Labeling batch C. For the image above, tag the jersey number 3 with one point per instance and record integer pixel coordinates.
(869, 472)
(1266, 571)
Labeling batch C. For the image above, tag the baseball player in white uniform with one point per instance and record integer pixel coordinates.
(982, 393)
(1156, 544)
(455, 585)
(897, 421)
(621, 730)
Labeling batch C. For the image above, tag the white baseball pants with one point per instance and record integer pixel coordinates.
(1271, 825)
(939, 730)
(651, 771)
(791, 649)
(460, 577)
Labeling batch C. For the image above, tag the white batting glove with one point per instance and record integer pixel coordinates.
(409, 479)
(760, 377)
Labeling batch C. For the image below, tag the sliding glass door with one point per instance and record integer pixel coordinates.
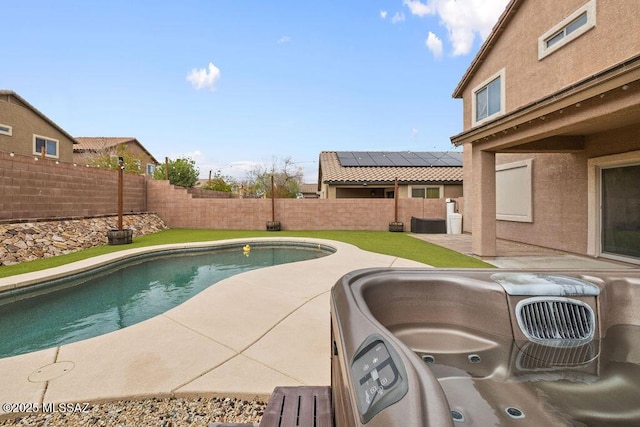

##########

** WORK TO COMPLETE **
Retype, without any picture, exactly the lines from the one with "Labeling batch C. For the image above, tag the baseball" through the end of the entries, inclusive.

** CORRECT OUTPUT **
Labeling batch C. For the image above, tag the baseball player in white uniform with one point per instance and record integer pixel coordinates.
(982, 393)
(1156, 544)
(455, 585)
(897, 421)
(621, 730)
Labeling batch C. For the image above, tag the white baseball pants with one point per instance and record integer pixel coordinates.
(1271, 825)
(939, 730)
(651, 771)
(791, 649)
(460, 577)
Labeling batch C. For the image above, tag the white batting glove with one point per instance and record integer pixel coordinates.
(409, 479)
(760, 377)
Labeling batch C. For the image below, tag the sliding glass door with one point per instance and record integer pixel coordinates.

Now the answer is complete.